§ **Directives**
a – Answer these questions using the text about Megadeth's album Dystopia:
(i) Which band is drummer Chris Adler on loan from?
(ii) What instruments does Loureiro add on "Poisonous Shadows"?
(iii) Which song is the first single?
b – Reproduce a section of the text about Megadeth's album Dystopia word for word, starting with "Now, in 2016, Megadeth" and going on through "wickedly potent brew.".

§ **Page excerpt**
+--

Now, in 2016, Megadeth have reinvented themselves once again. The legendary metal outfit, led by visionary singer, guitarist and songwriter Mustaine, has announced the release of their 15th studio effort, Dystopia. The album, which sees Mustaine once again joined by stalwart bassist David “Junior” Ellefson, is the first Megadeth effort to feature new guitarist Kiko Louriero and drummer Chris Adler, the latter on loan from Lamb of God. Together, they inject new levels of musical venom and instrumental dexterity into what was already a wickedly potent brew.
The result is an offering that shows Megadeth at a new peak of their powers. “We wrote a really heavy, riffy record,” Mustaine says proudly. “And there’s an excitement right now that I haven’t felt in a really long time.” That excitement is at the core of each of Dystopia’s 11 tracks. The album bristles with a renewed energy and intensity, from the pile driving, “Motorhead-y” thrust of “The Emperor,” to the epic stateliness of “Poisonous Shadows”—which finds Loureiro adding both acoustic guitar and classical piano flourishes to the mix—to the labyrinthine riffing and pummeling rhythms of “Death From Within,” a song that, Mustaine says, “just continues to build and climax. There are riffs in there that come at you once and then you never hear them again.”
In a similar vein is the intricately structured “Bullet to the Brain,” which, Mustaine says, “has a few different twists to it, rhythmically. It starts in one gear and then downshifts to another, and it’s not what you would expect. Most songwriters stay in this same-y sounding thing from beginning to end, but I wanted to do something that followed a weird kind of pathway. I think those unexpected surprises are a really important facet of this band, and one that we haven’t really been doing lately. It was nice to try that again.”
In fact, much of Dystopia sees Mustaine musically pushing forward while also looking back. “We’re turning toward our roots, but with a fresh new feel,” he says. To that end, leadoff track “The Threat is Real” begins, Mustaine points out, “innocently enough, with some little finger cymbals and interesting Middle Eastern percussion,” before exploding in a bout of fierce riffing. “When the song takes off, it’s just like a ‘Rattlehead’ or ‘Loved to Deth’ kind of thing,” he explains, referencing two classic cuts from Killing Is My Business. First single “Fatal Illusion,” meanwhile, “is really similar in feel to ‘Bad Omen’ and ‘Black Friday,’ that kind of stuff,” he says. “It totally reminds me of the Peace Sells era, with a lot of guitar soloing going on and the double-kick drums just pounding away.”

+--

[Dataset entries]
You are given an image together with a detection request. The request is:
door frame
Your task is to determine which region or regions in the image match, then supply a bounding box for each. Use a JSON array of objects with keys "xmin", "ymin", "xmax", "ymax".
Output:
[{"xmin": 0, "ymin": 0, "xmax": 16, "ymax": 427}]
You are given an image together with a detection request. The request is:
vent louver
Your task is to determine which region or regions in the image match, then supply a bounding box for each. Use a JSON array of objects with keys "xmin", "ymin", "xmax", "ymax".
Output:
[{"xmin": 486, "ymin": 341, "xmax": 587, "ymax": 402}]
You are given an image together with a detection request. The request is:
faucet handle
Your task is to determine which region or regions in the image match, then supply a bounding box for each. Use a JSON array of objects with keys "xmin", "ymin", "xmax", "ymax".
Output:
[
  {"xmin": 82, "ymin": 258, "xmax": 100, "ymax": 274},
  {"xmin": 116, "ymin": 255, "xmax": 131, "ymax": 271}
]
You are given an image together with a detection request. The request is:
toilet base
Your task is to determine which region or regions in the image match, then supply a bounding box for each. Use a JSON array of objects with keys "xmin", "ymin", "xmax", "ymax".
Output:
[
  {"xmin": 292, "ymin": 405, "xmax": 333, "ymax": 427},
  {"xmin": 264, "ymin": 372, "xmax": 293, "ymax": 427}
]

+--

§ **Expected results**
a –
(i) Lamb of God
(ii) Acoustic guitar and classical piano
(iii) "Fatal Illusion"

b –
Now, in 2016, Megadeth have reinvented themselves once again. The legendary metal outfit, led by visionary singer, guitarist and songwriter Mustaine, has announced the release of their 15th studio effort, Dystopia. The album, which sees Mustaine once again joined by stalwart bassist David “Junior” Ellefson, is the first Megadeth effort to feature new guitarist Kiko Louriero and drummer Chris Adler, the latter on loan from Lamb of God. Together, they inject new levels of musical venom and instrumental dexterity into what was already a wickedly potent brew.